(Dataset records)
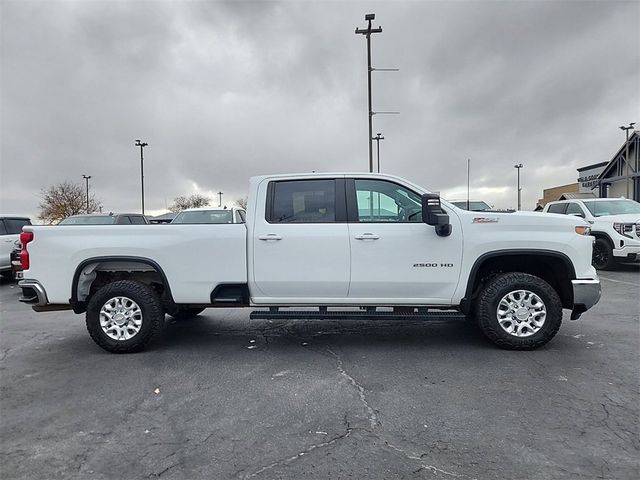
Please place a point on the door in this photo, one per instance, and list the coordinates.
(395, 257)
(301, 243)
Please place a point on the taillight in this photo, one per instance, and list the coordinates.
(25, 237)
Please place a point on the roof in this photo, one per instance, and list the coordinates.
(594, 165)
(634, 137)
(576, 195)
(164, 216)
(210, 209)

GIVEN REQUEST: Rewrite the lines of the records above, substituting "in this image" for every occurrence of "in this photo" and keeping everything else unchanged. Do not include the pictures in your answer.

RESULT:
Please place a point on the door in this image, one per instance, and list the coordinates.
(395, 257)
(301, 243)
Please place a point on the taillight in this image, one per instance, and list the coordinates.
(25, 237)
Please place a point on the roof in this image, one per instance, and list the coordinates.
(594, 165)
(634, 137)
(576, 195)
(164, 216)
(210, 209)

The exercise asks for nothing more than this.